• [About this exercise]
Every line that contains the word "sandal" should be copied from the records below.

• [Records for the exercise]
>>>

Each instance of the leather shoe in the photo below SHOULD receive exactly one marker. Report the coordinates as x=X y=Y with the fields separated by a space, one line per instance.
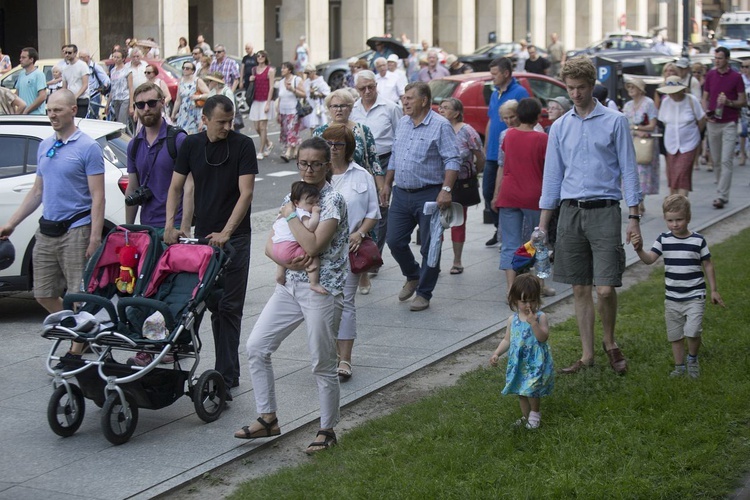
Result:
x=616 y=360
x=408 y=290
x=419 y=304
x=575 y=367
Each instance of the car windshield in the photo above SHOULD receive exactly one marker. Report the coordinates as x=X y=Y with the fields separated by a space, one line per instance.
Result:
x=442 y=89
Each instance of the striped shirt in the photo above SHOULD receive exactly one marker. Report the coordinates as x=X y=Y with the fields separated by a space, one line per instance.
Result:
x=683 y=272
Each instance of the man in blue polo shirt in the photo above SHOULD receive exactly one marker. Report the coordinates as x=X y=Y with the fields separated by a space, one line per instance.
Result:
x=31 y=84
x=506 y=88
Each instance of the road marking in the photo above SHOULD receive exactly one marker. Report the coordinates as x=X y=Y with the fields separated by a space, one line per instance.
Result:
x=283 y=173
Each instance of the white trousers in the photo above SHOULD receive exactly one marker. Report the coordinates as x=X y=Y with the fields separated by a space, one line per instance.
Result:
x=289 y=305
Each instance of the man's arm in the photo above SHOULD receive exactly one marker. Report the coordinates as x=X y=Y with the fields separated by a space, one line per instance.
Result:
x=96 y=188
x=31 y=202
x=246 y=184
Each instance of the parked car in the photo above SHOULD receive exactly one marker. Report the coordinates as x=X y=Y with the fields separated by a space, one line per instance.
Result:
x=19 y=140
x=481 y=58
x=474 y=91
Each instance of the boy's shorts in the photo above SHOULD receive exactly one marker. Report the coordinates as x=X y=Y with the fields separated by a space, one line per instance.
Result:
x=684 y=319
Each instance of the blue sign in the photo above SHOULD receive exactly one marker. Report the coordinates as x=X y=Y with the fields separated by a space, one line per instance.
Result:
x=604 y=72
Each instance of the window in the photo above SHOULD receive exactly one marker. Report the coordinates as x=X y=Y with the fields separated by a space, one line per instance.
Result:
x=19 y=155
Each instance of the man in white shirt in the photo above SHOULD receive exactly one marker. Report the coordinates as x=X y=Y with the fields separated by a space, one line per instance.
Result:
x=76 y=79
x=387 y=82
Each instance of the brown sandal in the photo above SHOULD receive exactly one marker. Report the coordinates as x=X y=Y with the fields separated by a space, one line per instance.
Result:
x=267 y=430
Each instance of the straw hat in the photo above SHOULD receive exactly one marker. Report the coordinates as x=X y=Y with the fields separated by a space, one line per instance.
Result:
x=672 y=86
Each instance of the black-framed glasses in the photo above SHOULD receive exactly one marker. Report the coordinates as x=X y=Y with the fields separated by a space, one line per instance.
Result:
x=151 y=103
x=314 y=166
x=53 y=150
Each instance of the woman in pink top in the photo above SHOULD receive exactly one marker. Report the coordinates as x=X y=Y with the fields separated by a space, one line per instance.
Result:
x=520 y=185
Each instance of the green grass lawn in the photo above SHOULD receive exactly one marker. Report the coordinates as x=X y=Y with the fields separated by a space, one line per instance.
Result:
x=643 y=435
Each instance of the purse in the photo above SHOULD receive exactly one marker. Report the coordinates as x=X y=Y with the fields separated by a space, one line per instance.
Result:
x=304 y=107
x=466 y=192
x=644 y=150
x=366 y=257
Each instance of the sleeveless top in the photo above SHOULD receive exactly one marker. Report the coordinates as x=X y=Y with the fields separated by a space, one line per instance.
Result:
x=262 y=85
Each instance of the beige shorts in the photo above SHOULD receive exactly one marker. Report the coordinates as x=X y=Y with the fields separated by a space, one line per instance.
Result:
x=684 y=319
x=59 y=262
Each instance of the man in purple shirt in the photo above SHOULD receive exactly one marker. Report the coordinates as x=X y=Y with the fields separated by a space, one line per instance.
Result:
x=723 y=98
x=590 y=155
x=150 y=162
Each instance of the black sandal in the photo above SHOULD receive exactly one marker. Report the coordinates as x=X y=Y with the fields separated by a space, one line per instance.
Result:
x=266 y=431
x=322 y=445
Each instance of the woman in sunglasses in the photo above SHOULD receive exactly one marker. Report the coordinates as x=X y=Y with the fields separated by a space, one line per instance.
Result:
x=186 y=113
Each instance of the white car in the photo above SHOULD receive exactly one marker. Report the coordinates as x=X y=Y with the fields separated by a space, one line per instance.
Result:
x=19 y=140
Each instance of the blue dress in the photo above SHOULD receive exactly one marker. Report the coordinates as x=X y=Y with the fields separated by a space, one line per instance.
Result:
x=530 y=370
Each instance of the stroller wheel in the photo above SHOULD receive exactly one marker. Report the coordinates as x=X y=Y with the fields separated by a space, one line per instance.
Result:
x=209 y=395
x=117 y=423
x=65 y=410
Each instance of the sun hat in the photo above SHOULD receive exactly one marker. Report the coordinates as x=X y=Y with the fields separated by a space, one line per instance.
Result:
x=637 y=83
x=671 y=86
x=564 y=103
x=683 y=63
x=452 y=216
x=7 y=254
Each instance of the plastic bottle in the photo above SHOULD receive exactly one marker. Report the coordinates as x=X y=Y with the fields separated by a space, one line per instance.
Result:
x=542 y=265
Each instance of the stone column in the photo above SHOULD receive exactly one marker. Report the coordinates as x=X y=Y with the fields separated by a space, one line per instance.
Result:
x=307 y=18
x=360 y=20
x=456 y=26
x=67 y=21
x=414 y=17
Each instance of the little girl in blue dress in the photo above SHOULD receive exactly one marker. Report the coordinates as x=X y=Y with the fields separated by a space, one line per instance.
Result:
x=530 y=372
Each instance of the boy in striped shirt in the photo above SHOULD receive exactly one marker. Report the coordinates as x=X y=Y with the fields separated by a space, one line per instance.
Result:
x=686 y=261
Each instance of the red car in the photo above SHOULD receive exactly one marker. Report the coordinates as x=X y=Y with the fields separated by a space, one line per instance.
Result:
x=474 y=91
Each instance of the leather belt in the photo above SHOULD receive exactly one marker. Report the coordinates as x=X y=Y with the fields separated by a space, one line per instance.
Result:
x=592 y=203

<<<

• [Exercise solution]
Each instance of the brown sandal in the photo above SHOULD receive exactly one marker. Report the coordinates as x=X y=Y with the fields separated by a space, one line per instance.
Each instance of the black sandal in the photo above SHOULD receive exactly one marker. Report the coordinates as x=X y=Y with the fields separated by a space, one line per instance.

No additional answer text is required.